═══ PROVIDED MATERIAL

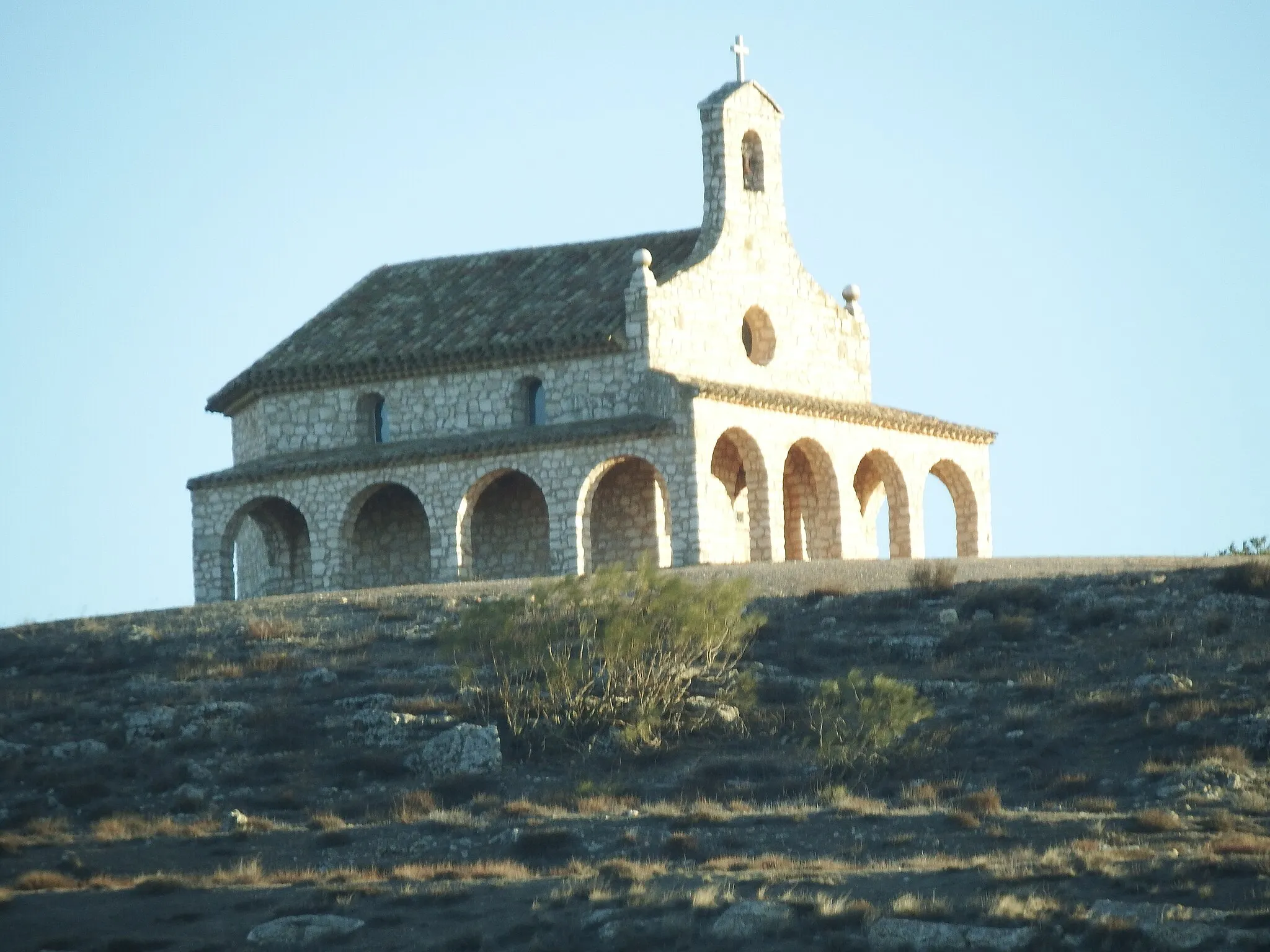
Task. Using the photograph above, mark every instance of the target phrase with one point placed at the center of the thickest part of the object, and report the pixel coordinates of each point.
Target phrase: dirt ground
(173, 780)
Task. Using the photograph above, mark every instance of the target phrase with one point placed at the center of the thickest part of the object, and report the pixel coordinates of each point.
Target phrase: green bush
(618, 649)
(855, 720)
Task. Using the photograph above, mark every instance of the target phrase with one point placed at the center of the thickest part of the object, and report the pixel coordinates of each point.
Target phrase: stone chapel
(693, 395)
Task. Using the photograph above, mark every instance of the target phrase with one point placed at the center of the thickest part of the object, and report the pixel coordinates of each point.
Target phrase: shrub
(1250, 546)
(982, 803)
(933, 576)
(855, 720)
(1246, 579)
(1157, 821)
(579, 655)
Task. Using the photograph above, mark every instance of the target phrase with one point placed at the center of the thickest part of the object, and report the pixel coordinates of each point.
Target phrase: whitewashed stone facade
(695, 397)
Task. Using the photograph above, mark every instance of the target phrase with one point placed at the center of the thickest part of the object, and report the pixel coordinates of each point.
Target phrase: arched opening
(734, 526)
(624, 514)
(878, 480)
(534, 403)
(752, 162)
(758, 337)
(504, 528)
(388, 542)
(966, 508)
(373, 419)
(813, 523)
(266, 551)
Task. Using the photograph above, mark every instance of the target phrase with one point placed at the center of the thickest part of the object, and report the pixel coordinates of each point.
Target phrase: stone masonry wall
(443, 404)
(747, 259)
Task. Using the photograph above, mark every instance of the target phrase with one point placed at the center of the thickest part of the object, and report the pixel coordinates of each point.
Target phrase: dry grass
(273, 662)
(327, 822)
(1009, 909)
(1157, 821)
(123, 827)
(413, 806)
(1240, 844)
(602, 804)
(1236, 758)
(982, 803)
(921, 794)
(1095, 805)
(631, 870)
(841, 799)
(273, 630)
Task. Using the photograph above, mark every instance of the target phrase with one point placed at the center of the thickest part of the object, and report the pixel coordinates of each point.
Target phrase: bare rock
(1162, 683)
(141, 726)
(76, 749)
(915, 936)
(751, 919)
(303, 930)
(463, 749)
(905, 935)
(11, 752)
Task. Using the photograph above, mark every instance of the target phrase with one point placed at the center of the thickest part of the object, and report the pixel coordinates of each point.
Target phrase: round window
(757, 335)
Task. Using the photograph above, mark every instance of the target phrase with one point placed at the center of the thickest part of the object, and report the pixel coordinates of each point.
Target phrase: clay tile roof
(463, 311)
(865, 414)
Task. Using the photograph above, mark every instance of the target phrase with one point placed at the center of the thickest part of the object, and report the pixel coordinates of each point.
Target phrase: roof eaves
(415, 451)
(864, 414)
(255, 382)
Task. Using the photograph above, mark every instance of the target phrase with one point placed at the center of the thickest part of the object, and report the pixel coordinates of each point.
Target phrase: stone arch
(878, 478)
(386, 539)
(505, 528)
(752, 162)
(813, 514)
(964, 503)
(735, 527)
(266, 551)
(624, 511)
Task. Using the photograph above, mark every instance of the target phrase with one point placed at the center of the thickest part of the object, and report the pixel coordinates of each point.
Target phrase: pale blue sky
(1059, 215)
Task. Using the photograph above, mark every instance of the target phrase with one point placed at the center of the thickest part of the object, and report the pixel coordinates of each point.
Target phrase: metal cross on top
(741, 50)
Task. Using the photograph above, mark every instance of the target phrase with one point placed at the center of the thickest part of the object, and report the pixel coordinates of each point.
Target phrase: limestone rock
(1161, 683)
(141, 726)
(12, 752)
(913, 935)
(303, 930)
(905, 935)
(463, 749)
(74, 749)
(751, 919)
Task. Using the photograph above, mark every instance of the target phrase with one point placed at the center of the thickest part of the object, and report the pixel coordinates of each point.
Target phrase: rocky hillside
(1093, 777)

══════

# [DESCRIPTION OF THE TASK]
Copy each entry exactly as written. Images should not appear in the copy.

# [ANSWER TO THE EXERCISE]
Task. Using the photograph above, mark every instance of the target phrase with one point placed at the center of the thickest part of the object, and report the pixel coordinates of each point.
Target phrase: dirt ground
(173, 780)
Task. Using the photograph above, mark every instance of the target phrase with one point placed at the center of the thickest part of the object, and report the pixel coordinates of each point.
Target phrase: green bush
(618, 649)
(855, 720)
Task. Using the photograph above, mark every instance of the target phrase with one point placed at the center of the thickest part of the object, and report the pixel coordinates of each point.
Target phrase: stone chapel
(693, 395)
Task. Using the photograph above, mark every instance of the target phrase with one point placed at the center of the thickest part of the object, and report the pixel coordinates of each point.
Target phrase: shrub
(1250, 546)
(982, 803)
(933, 576)
(855, 720)
(1246, 579)
(1157, 821)
(579, 655)
Task. Using the photograph above, mark every instance of the target phrase with one point placed at the center of the thickest part of the object, and report the pixel coordinates of each point.
Target phrase: whitewashed stone facade
(695, 397)
Task. Using the photograph above, mark every instance of the target phrase with one point placed at the center of the thickest part of the object, and report the pixel coordinates of each point.
Target phrase: arched opening
(734, 526)
(624, 514)
(878, 480)
(534, 403)
(752, 162)
(758, 337)
(504, 528)
(388, 542)
(966, 508)
(373, 419)
(813, 523)
(266, 551)
Task. Using the photograph above, mark every instance of the target phrase with one point placed at the center of the thickest part of the object, and report the pixel coordinates of each point.
Target phrase: stone masonry wall
(443, 404)
(747, 259)
Task. Using the photograph above, mark every instance of the target phrase with one point placed at the center of the thickest part of the object, and report the pixel coordinates of each point.
Target phrase: dry grass
(273, 662)
(327, 822)
(1009, 909)
(1157, 821)
(123, 827)
(413, 806)
(1240, 844)
(602, 804)
(1236, 758)
(982, 803)
(921, 794)
(1095, 805)
(631, 870)
(841, 799)
(273, 630)
Task. Using the photograph above, mark every instance of the target phrase with one point placed at the center of the thickest part of the object, and report the pixel coordinates of each point.
Target phrase: bare rock
(1162, 683)
(141, 726)
(76, 749)
(915, 936)
(751, 919)
(303, 930)
(463, 749)
(905, 935)
(11, 752)
Task. Using the photograph above, mark every instance of the target phrase with one point placed at the center of the thickest part of the object, and report the pixel coordinates of each point.
Target phrase: round window
(757, 335)
Task. Using the photograph above, mark every instance of the target phrase with one point placed at the center of the thickest part of the object, and report the pixel coordinates of each point.
Target phrase: clay tile roof
(463, 311)
(865, 414)
Task. Using the photograph above, mark every instance of the target phrase with one point placed at the center of the thickest part of the object, and report the pixel coordinates of each point.
Target phrase: roof eaves
(415, 451)
(864, 414)
(255, 382)
Task. Using the photograph above, mark every instance of the target phrase with one point placed at the center of the thickest part of the object, and report the pixel coordinates of each point.
Target phrase: stone arch
(878, 478)
(386, 539)
(505, 528)
(752, 162)
(813, 514)
(964, 503)
(735, 527)
(266, 551)
(624, 511)
Task. Using the photograph above, mark every instance of the target phrase with one point placed at the center of the thickest part of the object, and report the pixel coordinates of each point.
Target phrase: pale blue sky
(1059, 215)
Task. Using the photograph above, mark every instance of the target phrase with one point placed at the center of the thickest part of the object, and report the pixel coordinates of each point.
Target phrase: metal cross on top
(741, 50)
Task. Using the photograph above, mark every instance of the target phrase with one point placed at the center of the thickest part of the object, and report the pixel coordinates of each point.
Target phrase: limestone rock
(1161, 683)
(141, 726)
(12, 752)
(913, 935)
(303, 930)
(905, 935)
(463, 749)
(74, 749)
(751, 919)
Task. Using the photograph above, mark every instance of the target phrase with one point placed at the center of the thickest part of the object, and report the pixel coordinates of each point.
Target phrase: rocky hillside
(1093, 777)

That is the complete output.